═════ RECORDED INFORMATION
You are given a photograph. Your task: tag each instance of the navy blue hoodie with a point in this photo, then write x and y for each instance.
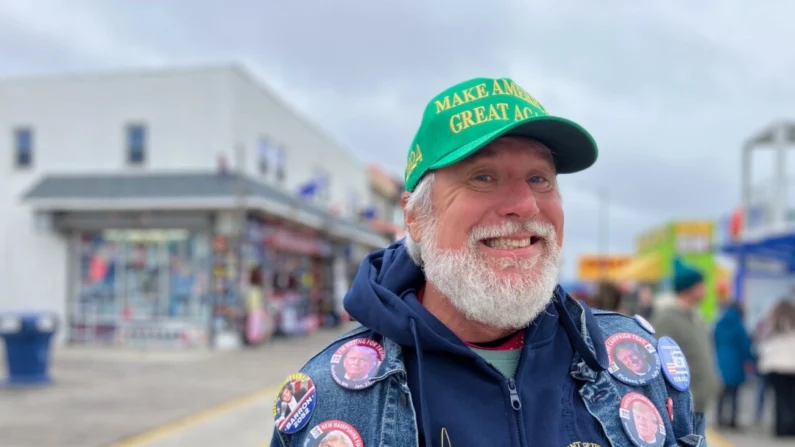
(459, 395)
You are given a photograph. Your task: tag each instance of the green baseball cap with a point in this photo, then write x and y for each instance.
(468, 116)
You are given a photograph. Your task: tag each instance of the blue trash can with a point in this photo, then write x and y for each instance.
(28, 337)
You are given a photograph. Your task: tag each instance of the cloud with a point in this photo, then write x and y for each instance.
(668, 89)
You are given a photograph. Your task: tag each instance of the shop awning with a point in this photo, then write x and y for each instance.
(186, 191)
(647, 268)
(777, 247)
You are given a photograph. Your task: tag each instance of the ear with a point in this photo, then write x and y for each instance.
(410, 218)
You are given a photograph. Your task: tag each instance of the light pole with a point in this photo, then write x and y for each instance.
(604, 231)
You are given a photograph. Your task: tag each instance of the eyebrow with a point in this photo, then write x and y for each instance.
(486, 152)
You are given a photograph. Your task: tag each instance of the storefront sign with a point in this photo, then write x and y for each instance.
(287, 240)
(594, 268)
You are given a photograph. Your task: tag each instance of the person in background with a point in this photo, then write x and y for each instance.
══════════
## [WHAT IS EXPECTED]
Set down nothing but the lines from the one with "of the cloud" through the end of the records, keeping each line exactly as written and including both ends.

## [OUTPUT FOR THIS EXERCISE]
You are given a photograph. Your task: tag each instance of the cloud with a point in this photo, then write x and y for each instance.
(668, 89)
You are given a photograph. Your task: tag each instance of the shop awning with a point in this photo, then write x and y for each instance.
(186, 191)
(647, 268)
(777, 247)
You are given a photograph. Your task: tag each instance of the ear with a point in this photo, then write x and y for each instance.
(410, 218)
You are given a photograph. Your task: tag each instance of the light pole with a point in this photo, then write x and y for each instance.
(604, 231)
You are given a photograph. Your task: tag each instance of the eyebrow with a point in this photo, then write x and y for each instance.
(486, 152)
You are given a photograph. Your task: tag each instance of the storefront sign with a point in this photo, then write x and y for each instance.
(287, 240)
(594, 268)
You are given a photograph. Your task: tag each instance of the person in background with a point in this photo, then write x and y for each instance.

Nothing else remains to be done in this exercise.